“Good grief” said Charlie Brown. It’s taken me sometime, and now I totally get that.

As a child of the ‘Sixties, my emerging take on the landscape of adolescence and life were of course largely shaped by my life at school, boarding as I did with lots of other children, often as many as 30, in a house owned by my parents. It was an all-boys boarding house for the school my parents founded in 1960, and our ‘social’ existence was shaped by the playground, the opportunity to cycle to and from school, out and about with the other fulltime boarders out and about at the weekend, Mass on Sundays at St Joseph’s in Maidenhead, TV and…

…’Peanuts’, a comic strip drawn by Charles M Schulz, which featured a small boy, Charlie Brown and with whom I identified immediately, Snoopy the beagle dog, local girl Lucy and all sorts of other characters.

I never want to suggest anything other about my childhood other than that it was happy. It’s interesting though to recall that it was an innocent childhood for example, at a time of less-than-more in terms of consumerism, and when much, if not all, we read, saw and watched was in black and white. Colour TV broadcasting didn’t start until ’69, and I can’t really remember dreaming in colour because my consciousness had not appreciated its presence in my limited attention span for what was important then. The cartoon strips I read throughout this period were black-ink-on-paper, as life was more generally of course!

I quote from Wikipedia: “Charlie Brown is characterized as a person who frequently suffers, and as a result, is usually nervous and lacks self-confidence. He shows both pessimistic and optimistic attitudes: on some days, he is reluctant to go out because his day might just be spoiled, but on others, he hopes for the best and tries as much as he can to accomplish things.” It’s so true, almost to this day for so many of us, not least because the events of the last 18 pandemic months, we have truly learned to fear to hope.

========================================================================

▸ Exercise
Using the childhood recollection about Peanuts, say whether each statement agrees with it: (a) the boarding house took only girls; (b) the school was founded by the writer's parents in 1960; (c) colour TV broadcasting had already begun before '69. Give yes or no for each, with the words from the text that decide it.

▸ Dataset items
========================================================================

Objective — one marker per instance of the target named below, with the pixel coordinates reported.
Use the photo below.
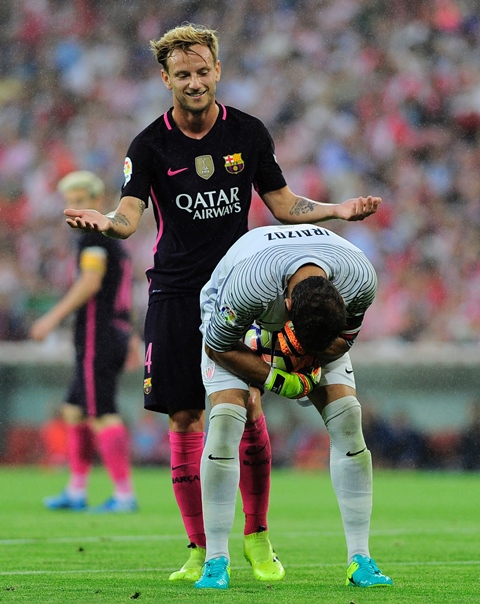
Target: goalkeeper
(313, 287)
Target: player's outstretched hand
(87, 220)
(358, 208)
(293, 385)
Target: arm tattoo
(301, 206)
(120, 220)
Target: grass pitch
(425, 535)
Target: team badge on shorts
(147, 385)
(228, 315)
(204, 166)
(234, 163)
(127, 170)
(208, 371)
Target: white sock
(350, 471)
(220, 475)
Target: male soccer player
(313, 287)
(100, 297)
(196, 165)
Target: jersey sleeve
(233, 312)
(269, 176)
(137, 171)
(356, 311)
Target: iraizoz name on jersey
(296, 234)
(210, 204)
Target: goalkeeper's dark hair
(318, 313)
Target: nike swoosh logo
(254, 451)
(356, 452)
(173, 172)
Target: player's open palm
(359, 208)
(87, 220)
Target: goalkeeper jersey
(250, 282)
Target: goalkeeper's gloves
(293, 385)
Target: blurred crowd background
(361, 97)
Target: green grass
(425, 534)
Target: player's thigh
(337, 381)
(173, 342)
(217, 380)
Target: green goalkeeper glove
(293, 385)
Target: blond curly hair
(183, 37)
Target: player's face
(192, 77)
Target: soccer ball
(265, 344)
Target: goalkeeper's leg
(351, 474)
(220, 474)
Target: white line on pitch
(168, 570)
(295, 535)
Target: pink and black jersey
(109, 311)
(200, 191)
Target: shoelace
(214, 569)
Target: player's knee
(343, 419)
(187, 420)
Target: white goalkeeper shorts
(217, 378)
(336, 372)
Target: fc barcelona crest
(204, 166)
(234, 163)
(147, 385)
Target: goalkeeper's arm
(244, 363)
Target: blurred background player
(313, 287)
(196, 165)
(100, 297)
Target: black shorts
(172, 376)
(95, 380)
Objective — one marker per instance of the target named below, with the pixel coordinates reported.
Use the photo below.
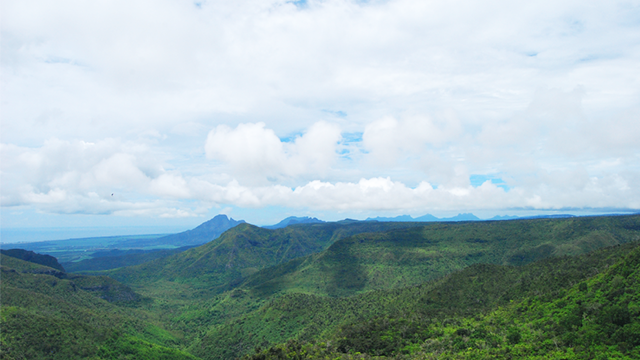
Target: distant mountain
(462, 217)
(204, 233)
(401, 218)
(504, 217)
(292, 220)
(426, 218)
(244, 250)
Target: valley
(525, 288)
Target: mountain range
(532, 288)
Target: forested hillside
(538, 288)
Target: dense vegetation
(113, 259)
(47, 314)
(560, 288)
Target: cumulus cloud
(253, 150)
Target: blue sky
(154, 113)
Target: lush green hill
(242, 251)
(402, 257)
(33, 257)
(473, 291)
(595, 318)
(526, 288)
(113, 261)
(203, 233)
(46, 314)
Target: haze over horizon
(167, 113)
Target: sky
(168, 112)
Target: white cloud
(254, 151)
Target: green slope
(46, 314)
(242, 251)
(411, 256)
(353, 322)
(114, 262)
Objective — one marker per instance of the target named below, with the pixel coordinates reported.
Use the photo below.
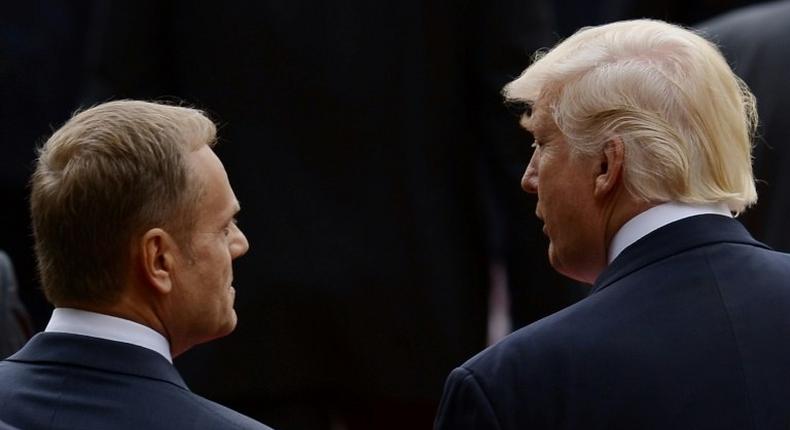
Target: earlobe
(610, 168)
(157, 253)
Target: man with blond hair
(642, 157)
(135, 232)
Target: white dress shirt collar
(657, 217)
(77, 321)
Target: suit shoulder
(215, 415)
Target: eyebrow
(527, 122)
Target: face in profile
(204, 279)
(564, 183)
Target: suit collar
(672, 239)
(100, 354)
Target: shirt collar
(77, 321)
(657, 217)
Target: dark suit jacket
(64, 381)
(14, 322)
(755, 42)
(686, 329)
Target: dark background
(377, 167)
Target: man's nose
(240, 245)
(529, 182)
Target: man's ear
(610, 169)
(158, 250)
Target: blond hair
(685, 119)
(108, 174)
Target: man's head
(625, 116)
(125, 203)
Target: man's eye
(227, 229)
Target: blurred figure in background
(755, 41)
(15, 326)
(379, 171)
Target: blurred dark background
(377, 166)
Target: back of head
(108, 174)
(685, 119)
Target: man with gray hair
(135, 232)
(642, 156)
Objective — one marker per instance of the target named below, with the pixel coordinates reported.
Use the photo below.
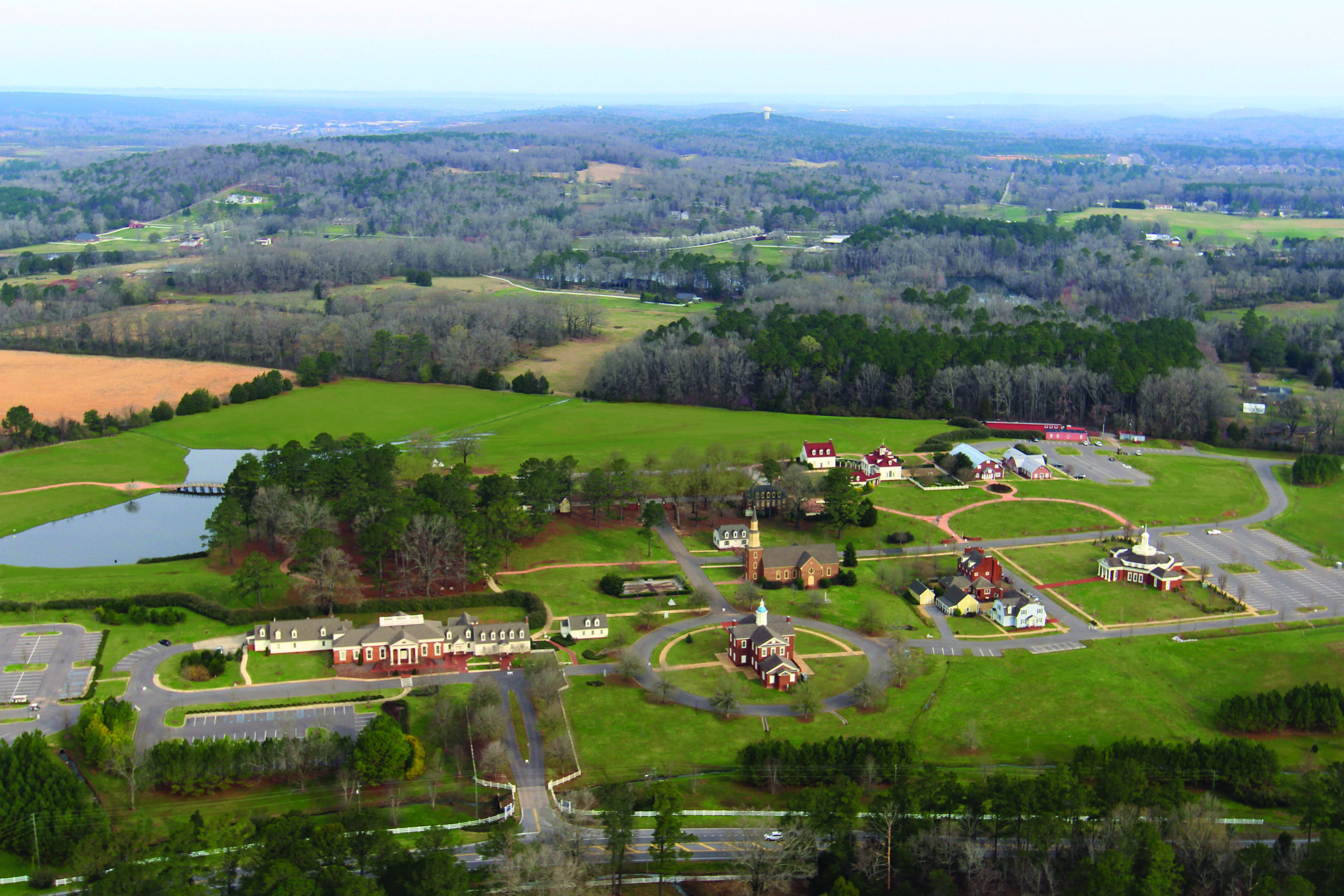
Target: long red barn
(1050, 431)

========================================================================

▸ The answer
(a) No: "It was an all-boys boarding house"
(b) Yes: "the school my parents founded in 1960"
(c) No: "Colour TV broadcasting didn’t start until ’69"